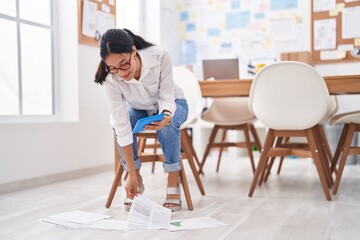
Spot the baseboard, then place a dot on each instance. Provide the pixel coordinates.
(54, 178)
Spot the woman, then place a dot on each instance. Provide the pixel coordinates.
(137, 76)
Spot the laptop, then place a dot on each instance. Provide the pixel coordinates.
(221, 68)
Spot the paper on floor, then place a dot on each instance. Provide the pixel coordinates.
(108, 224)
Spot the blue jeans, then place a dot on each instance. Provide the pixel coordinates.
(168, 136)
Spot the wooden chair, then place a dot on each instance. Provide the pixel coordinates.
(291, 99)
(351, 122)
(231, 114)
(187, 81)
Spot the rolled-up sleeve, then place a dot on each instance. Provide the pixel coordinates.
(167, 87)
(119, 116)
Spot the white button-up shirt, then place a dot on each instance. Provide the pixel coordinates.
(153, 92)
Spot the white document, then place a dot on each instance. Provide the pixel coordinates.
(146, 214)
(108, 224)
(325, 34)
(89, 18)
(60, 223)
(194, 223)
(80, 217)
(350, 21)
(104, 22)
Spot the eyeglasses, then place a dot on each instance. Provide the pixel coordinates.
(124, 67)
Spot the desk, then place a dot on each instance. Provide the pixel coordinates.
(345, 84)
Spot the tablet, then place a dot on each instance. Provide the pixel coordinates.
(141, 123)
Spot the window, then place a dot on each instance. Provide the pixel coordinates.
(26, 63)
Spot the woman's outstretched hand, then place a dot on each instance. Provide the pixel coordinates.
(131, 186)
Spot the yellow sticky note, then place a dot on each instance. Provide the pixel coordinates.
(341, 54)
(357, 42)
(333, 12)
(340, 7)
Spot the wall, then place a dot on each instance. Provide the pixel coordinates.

...

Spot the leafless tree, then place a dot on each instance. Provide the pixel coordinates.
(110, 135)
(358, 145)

* * *

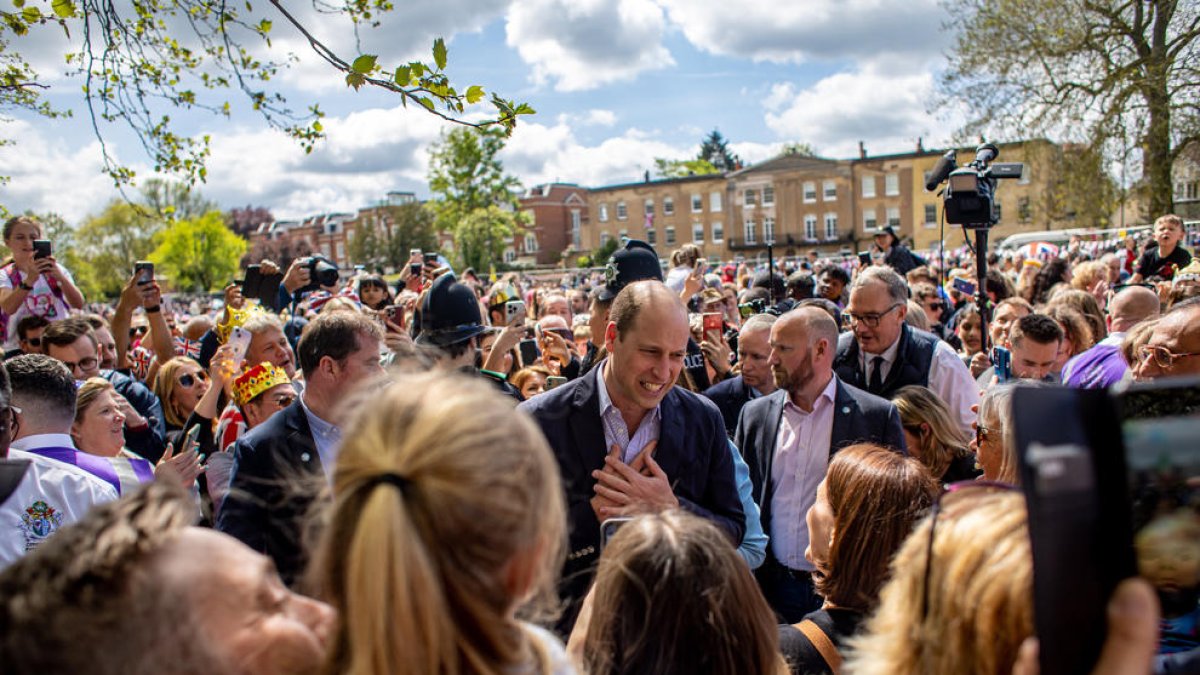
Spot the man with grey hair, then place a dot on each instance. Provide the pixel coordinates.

• Problem to solve: Referring to the material above, set down exactly the lines between the line with "Spot the window, then" and the line with "Spot the wall, then", inclusive, and no other lines.

• Response:
Spot the window, then place a dot on each instance. Provide the pixel coordinates.
(26, 63)
Spot the woman's outstretched hand, then place a dot on each instance. Provide the pixel coordinates.
(131, 186)
Spot the yellow sticky note, then place a dot on each instance. Provide the pixel coordinates.
(341, 54)
(357, 42)
(333, 12)
(340, 7)
Spot the wall, then place a dot on each instance. Provide the pixel coordinates.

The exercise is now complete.